Segment Open

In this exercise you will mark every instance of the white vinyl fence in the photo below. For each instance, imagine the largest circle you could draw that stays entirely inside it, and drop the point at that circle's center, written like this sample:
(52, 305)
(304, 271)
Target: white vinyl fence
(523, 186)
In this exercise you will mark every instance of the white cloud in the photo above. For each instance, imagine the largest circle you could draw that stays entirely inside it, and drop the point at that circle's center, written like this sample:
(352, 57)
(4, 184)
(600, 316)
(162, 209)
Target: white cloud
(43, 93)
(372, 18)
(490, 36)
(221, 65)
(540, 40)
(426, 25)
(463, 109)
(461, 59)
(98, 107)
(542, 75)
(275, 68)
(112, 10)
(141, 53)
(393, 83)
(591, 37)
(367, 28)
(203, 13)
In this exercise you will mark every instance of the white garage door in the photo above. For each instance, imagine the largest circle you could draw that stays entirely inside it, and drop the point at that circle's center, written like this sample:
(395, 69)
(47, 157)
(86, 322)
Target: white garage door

Segment Closed
Segment Open

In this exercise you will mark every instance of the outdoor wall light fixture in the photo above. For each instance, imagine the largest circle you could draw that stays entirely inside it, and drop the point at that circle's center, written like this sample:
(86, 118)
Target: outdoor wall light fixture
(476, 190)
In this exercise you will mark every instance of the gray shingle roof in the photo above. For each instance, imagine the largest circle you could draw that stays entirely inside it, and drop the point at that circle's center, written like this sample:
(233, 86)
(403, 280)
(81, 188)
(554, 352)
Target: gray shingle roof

Segment Closed

## Assignment
Word for word, restate the lines of the data above that fall between the line holding "In this exercise you will mark every instance of the gray" and the line holding "Target: gray shingle roof", inclusive, and no other lines.

## Task response
In this exercise you will mark every instance of the gray shingle roof in the photo above. For each instance, imagine the largest circle you could draw that stays entirely inside it, and drop the point at that circle's center, written like this sample:
(233, 86)
(403, 280)
(81, 188)
(554, 352)
Target: gray shingle roof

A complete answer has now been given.